Repeat the data from its first line through the line holding "M429 203L434 202L436", inclusive. Leave the pictures out of your copy.

========================================================================

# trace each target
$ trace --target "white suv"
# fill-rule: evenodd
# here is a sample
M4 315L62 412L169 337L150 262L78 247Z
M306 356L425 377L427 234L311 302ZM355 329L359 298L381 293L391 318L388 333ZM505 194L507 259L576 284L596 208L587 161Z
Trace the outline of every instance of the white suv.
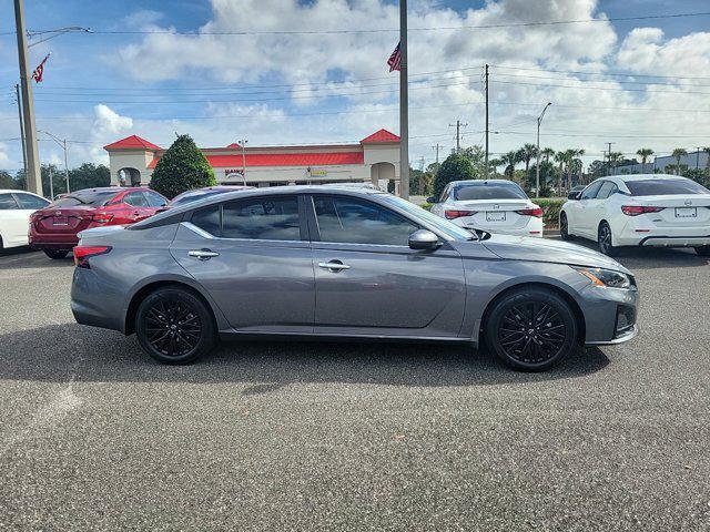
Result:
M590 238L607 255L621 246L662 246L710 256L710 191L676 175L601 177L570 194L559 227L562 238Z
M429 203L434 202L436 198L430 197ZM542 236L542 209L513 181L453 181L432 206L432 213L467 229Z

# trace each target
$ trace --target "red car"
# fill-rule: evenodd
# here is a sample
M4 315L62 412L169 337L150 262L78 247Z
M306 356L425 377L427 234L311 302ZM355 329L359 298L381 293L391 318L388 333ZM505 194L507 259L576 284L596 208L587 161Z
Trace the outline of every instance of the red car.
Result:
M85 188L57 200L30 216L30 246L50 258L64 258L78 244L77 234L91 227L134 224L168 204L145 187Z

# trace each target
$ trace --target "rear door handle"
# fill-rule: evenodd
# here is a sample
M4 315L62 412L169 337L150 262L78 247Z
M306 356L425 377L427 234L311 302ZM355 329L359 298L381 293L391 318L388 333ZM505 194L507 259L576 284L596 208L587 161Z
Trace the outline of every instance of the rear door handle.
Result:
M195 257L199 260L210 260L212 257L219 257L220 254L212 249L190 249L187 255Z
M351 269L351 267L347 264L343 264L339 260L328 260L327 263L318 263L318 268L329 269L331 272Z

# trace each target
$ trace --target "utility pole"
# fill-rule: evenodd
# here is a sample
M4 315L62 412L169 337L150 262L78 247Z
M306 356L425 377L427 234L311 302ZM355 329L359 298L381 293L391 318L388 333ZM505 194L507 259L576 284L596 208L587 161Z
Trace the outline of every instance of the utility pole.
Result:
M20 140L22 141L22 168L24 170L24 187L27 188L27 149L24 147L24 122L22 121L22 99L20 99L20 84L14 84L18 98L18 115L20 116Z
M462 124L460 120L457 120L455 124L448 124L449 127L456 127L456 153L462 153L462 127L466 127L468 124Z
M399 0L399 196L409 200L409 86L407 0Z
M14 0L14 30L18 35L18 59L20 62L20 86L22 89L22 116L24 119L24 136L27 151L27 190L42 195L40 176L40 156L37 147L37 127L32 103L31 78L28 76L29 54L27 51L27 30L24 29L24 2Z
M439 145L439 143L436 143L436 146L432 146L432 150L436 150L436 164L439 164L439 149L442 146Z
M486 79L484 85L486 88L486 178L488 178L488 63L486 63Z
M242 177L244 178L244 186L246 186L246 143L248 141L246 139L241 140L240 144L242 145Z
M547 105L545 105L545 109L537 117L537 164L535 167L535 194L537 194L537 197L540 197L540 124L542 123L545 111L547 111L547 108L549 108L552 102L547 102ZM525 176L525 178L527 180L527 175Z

========================================================================

> _Response_:
# trace each target
$ trace --target "white suv"
# fill-rule: evenodd
# here is a sample
M4 315L62 412L169 337L150 262L78 247Z
M306 356L425 377L427 234L311 302ZM355 329L359 298L381 293L391 318L388 333ZM505 194L507 259L576 284L596 208L587 161Z
Trace the outline of every instance of the white suv.
Result:
M590 238L607 255L621 246L662 246L710 256L710 191L676 175L601 177L570 194L559 227L562 238Z
M429 203L434 202L436 198L430 197ZM542 236L542 209L513 181L453 181L432 206L432 213L467 229Z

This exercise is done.